Source document:
************
I found one more place where type information from dxil needs to be extracted and that’s metadata.
The patch now adds a second callback, which allows changing metadata while it’s read in.
In the test, that’s used to replace a pointer value metadata with a tuple of the original value and metadata that stores its type information.
I wasn’t able to store type info about metadata without replacing it because the values get indistinguishable after being read (e.g. an i8* and an i32* both end up as a ptr).

The callback for function types now takes a Value, which should make it easy to extend for CallInstructions or others if that’s needed.

Rebased. Any concerns with the current patch?

High-level comment regarding how to pass callbacks to parser functions: We have quite a few different parser routines, both for textual IR and bitcode, and special modes (e.g. lazy loaders).
This leads to many places where we would add essentially the same arguments, often with default values. Some functions miss these (e.g. getLazyBitcodeModule), because nobody bothered so far to add callback(s) for them.

Maybe we could instead add a ParserCallbackCollection that is passed to parser methods and contains the various callbacks available for parsing?

llvm/lib/Bitcode/Reader/BitcodeReader.cpp
1330–1333

The assumptions here seem to be based on the existing calls from within the parser. If we expose getTypeByID and getContainedTypeID to callers, these might no longer hold.

Maybe use an additional argument that flags external callbacks, and just return nullptr in that case?
************
Available data:

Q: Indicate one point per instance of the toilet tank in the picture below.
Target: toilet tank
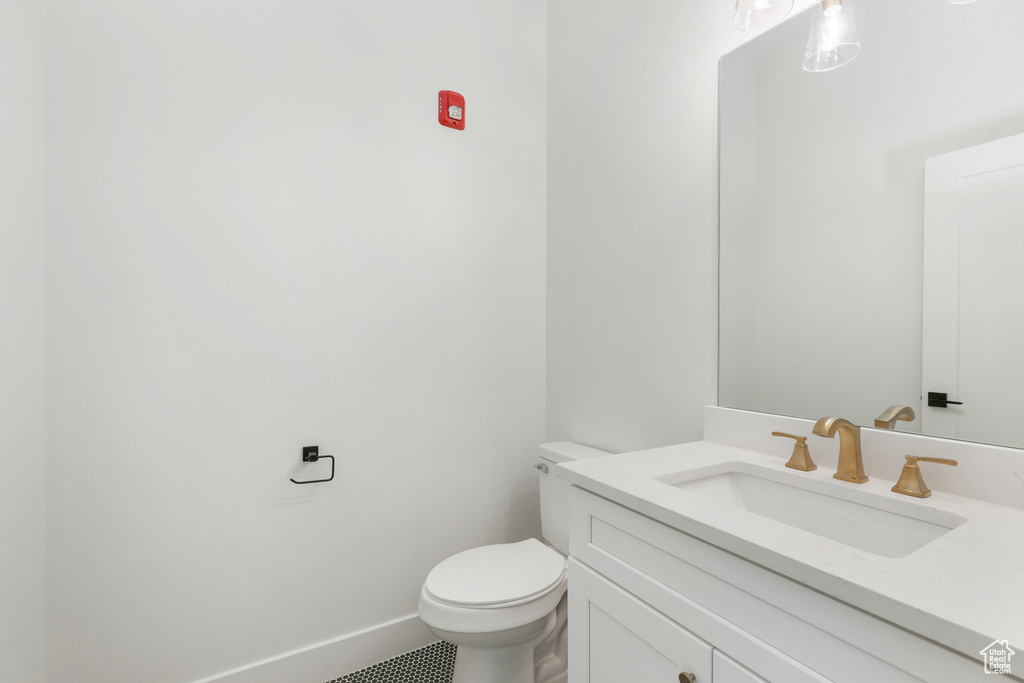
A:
(555, 492)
************
Activity list:
**a)** Echo the passage of the patch discussion between "The patch now" and "the current patch?", inclusive.
**b)** Translate this sentence from the patch discussion into Spanish: "The patch now adds a second callback, which allows changing metadata while it’s read in."

Exercise answers:
**a)**
The patch now adds a second callback, which allows changing metadata while it’s read in.
In the test, that’s used to replace a pointer value metadata with a tuple of the original value and metadata that stores its type information.
I wasn’t able to store type info about metadata without replacing it because the values get indistinguishable after being read (e.g. an i8* and an i32* both end up as a ptr).

The callback for function types now takes a Value, which should make it easy to extend for CallInstructions or others if that’s needed.

Rebased. Any concerns with the current patch?

**b)** El parche ahora agrega un segundo callback, que permite cambiar los metadatos mientras se leen.